§ Task objective
In the text about nursing, what stopped being done on the writer's ward that left little to orthopaedic management?

§ Provided text

I would (and do) consider teaching sessions for our nurses, but on subjects within my remit, obviously. In my haste, I thought you were suggesting that we should start to educate the year 1 nurses who are left in charge of a ward, and make mistakes through inexperience, not incompetence. On our ward, the nurses rarely have any problem with orthopaedic management. TBH, it's not rocket science, and since we stopped treating people on traction, there's not much to it
. As I said on the other thread, the problem seems to be (IMO) with the trend that has occurred over the last 10 years or so, a)to write up EVERYTHING that has happened on a multi-paged care plan, leaving much less time for actual caring, and b) to devolve responsibility for menial tasks to less skilled individuals. I'm not saying that this has happened because individual nurses want it to be so.It seems to have happened as a result of the "upgrading" of the status of nurses - now that they are professionals with degrees they don't want to wipe bums anymore. In addition, as the wards are seriously short of qualified staff, they need extra pairs of hands to get the day's work done. (And before you accuse me of wanting all nurses to be handmaids again, I don't. I'm married to one, and the above reflects dh's views about nursing as well!).

§ Given data
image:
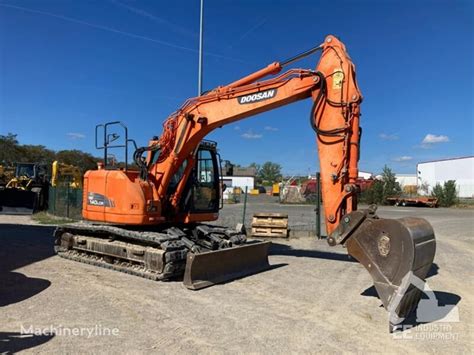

§ Written solution
Treating people on traction.